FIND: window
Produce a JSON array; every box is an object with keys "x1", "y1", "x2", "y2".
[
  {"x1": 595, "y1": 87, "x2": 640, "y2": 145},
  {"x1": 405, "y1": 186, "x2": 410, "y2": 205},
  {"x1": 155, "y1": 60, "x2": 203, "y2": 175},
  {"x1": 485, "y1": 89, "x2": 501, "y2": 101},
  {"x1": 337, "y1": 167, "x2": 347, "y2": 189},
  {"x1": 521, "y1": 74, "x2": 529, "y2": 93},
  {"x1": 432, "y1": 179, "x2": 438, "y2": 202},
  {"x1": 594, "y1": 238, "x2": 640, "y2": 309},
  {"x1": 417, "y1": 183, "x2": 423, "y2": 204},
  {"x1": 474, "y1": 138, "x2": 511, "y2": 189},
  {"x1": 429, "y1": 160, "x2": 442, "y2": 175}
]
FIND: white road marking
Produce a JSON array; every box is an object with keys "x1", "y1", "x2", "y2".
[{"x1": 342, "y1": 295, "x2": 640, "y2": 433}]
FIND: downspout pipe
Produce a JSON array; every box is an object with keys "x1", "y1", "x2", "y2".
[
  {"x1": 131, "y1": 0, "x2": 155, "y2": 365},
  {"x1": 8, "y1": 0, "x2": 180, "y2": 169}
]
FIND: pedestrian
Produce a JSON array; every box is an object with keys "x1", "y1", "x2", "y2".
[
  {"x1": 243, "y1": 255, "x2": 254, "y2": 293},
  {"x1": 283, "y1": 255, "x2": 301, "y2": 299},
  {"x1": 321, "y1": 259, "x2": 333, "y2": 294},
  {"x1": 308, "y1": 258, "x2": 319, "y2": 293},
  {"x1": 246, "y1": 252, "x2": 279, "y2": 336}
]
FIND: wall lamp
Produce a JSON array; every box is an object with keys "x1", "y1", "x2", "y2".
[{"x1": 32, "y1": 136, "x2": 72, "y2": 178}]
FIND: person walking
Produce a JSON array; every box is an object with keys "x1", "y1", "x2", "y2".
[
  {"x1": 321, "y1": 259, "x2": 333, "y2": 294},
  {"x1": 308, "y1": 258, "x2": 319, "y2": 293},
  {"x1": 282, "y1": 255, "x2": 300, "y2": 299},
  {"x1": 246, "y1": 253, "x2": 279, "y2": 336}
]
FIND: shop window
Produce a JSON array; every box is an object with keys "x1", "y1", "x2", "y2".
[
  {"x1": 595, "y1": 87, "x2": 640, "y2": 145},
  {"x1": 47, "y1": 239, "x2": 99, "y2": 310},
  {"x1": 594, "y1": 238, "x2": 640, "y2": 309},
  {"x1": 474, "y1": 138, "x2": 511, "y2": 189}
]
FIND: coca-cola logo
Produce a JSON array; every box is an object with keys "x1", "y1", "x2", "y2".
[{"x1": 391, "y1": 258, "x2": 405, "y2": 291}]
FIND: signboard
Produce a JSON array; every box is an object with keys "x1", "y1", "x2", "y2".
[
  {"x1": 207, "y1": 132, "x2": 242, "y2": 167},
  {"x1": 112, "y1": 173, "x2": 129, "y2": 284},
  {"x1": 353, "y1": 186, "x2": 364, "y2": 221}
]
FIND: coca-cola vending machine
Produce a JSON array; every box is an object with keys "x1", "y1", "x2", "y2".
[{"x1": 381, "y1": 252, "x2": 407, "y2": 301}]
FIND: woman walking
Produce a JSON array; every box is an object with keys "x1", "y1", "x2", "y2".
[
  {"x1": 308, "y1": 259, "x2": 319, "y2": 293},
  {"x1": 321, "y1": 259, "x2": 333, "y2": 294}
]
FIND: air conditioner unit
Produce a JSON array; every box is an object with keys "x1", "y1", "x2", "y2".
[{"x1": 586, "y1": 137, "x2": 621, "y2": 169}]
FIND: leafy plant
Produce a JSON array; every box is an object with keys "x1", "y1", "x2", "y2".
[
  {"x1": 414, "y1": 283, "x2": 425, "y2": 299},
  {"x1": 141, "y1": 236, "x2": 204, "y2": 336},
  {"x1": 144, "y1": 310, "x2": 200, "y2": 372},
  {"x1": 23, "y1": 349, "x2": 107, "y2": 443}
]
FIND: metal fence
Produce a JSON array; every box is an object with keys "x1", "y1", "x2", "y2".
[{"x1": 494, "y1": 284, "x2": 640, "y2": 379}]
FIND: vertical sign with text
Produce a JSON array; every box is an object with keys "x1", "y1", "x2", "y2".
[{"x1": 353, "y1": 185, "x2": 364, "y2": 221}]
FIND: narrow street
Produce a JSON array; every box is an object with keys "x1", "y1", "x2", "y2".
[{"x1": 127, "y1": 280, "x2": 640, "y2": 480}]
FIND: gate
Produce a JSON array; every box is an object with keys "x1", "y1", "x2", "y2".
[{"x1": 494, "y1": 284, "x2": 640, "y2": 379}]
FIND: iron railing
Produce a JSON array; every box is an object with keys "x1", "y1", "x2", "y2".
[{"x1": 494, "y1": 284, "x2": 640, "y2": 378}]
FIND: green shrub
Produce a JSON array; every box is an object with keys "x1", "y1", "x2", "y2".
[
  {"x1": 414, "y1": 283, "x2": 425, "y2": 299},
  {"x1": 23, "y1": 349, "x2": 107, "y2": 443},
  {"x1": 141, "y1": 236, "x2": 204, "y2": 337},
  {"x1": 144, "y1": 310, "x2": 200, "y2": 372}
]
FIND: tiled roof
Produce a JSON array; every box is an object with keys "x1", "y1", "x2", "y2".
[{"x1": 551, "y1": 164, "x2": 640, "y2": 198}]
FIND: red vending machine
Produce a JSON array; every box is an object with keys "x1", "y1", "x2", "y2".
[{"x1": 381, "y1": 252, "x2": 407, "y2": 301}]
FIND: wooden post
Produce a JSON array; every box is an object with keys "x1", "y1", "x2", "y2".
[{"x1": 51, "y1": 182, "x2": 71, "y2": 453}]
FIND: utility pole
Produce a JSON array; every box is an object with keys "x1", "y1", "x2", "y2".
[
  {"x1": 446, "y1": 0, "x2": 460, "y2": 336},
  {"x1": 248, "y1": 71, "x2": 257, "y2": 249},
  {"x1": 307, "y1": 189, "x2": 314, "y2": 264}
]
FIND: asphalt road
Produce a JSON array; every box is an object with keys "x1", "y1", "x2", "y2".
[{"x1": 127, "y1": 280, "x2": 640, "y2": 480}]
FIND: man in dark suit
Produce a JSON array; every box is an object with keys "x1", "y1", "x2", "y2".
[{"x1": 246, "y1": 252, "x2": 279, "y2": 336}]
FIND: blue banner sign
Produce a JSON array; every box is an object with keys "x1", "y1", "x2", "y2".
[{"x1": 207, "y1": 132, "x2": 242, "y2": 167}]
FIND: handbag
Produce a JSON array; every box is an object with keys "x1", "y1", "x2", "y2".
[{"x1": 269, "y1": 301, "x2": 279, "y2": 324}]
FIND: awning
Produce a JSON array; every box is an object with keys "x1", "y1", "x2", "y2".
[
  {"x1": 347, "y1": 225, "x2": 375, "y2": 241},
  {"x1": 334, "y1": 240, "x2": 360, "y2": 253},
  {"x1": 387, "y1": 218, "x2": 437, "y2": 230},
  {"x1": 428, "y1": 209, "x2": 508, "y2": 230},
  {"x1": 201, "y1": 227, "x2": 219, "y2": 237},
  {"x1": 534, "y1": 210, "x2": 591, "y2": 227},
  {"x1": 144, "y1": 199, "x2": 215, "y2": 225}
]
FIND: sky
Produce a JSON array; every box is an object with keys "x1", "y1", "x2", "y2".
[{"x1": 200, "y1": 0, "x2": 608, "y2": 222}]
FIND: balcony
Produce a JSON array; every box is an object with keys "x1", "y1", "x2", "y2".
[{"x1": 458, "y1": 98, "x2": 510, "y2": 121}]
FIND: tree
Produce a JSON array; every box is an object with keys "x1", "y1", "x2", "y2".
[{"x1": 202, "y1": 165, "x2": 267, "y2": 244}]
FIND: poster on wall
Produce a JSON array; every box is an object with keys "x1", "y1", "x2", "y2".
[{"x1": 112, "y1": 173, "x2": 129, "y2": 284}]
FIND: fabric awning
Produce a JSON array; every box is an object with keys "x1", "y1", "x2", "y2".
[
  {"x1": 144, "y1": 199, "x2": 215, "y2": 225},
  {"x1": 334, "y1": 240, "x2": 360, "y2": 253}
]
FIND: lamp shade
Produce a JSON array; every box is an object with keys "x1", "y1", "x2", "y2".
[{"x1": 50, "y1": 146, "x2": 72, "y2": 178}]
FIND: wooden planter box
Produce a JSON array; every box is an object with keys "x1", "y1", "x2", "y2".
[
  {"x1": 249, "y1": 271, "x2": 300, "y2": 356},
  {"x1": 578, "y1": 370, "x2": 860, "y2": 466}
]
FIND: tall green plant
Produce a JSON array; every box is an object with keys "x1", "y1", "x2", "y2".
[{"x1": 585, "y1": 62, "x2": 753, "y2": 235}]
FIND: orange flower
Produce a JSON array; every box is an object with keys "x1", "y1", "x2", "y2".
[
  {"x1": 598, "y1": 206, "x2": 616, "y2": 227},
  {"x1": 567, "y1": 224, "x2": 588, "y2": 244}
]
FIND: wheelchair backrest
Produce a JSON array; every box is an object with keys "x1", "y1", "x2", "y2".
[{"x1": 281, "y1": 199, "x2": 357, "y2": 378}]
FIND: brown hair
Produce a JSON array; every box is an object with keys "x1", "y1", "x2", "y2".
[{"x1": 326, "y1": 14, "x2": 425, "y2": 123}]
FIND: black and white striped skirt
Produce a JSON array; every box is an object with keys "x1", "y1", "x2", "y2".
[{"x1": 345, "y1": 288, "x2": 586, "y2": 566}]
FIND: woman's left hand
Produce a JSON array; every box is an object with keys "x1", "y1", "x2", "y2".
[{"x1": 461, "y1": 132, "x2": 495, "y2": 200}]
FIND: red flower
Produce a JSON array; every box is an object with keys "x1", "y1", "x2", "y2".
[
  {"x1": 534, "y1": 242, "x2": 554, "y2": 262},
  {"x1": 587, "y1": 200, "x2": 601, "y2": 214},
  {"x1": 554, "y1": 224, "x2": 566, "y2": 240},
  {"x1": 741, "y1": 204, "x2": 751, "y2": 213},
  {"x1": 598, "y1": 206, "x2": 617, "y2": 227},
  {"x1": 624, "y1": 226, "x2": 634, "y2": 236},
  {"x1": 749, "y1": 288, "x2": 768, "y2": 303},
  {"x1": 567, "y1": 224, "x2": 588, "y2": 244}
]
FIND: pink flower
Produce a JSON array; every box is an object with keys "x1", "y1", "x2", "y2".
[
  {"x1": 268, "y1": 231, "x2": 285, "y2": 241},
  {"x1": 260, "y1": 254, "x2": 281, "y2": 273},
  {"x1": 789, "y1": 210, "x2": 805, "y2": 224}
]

### Task item:
Provide only the number of lines in the records containing the string "vending".

### Response to this exercise:
2